§ **Your task**
Output exactly those lines of the data that lie between the line containing "Where can the man's" and the final line, both ends counted.
----------
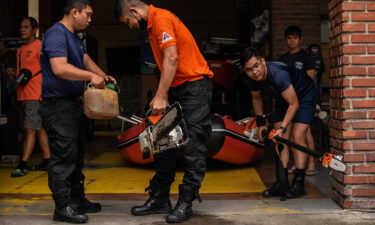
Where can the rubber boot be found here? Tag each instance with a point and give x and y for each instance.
(78, 196)
(157, 203)
(298, 186)
(66, 210)
(276, 188)
(183, 209)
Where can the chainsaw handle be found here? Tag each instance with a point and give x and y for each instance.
(153, 119)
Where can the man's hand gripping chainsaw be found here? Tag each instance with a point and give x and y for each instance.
(165, 131)
(329, 160)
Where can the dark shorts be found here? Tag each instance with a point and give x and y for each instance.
(306, 110)
(31, 118)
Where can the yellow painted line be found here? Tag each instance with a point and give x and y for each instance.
(134, 180)
(32, 183)
(109, 158)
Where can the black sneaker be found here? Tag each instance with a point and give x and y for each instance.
(19, 172)
(39, 167)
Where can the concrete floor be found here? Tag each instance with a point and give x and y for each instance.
(241, 204)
----------
§ **Solution to this problem**
Where can the man's hand gripping chainsaw be found here? Tag each instance with a point and give x and y for each instance.
(165, 131)
(329, 160)
Where can the dark shorts be found here? Tag each instance with a point and give x and y for each instance.
(306, 110)
(31, 118)
Where can the yellow painted line be found here? Tag each instance with a point and give x and y for each instance.
(134, 180)
(32, 183)
(109, 158)
Where can the black sneaker be found here? Tag each instance with a point and give x and y for each instance.
(19, 172)
(39, 167)
Where can the concrete floor be found here? Tag each instance with a point and give x and y for each instance.
(241, 204)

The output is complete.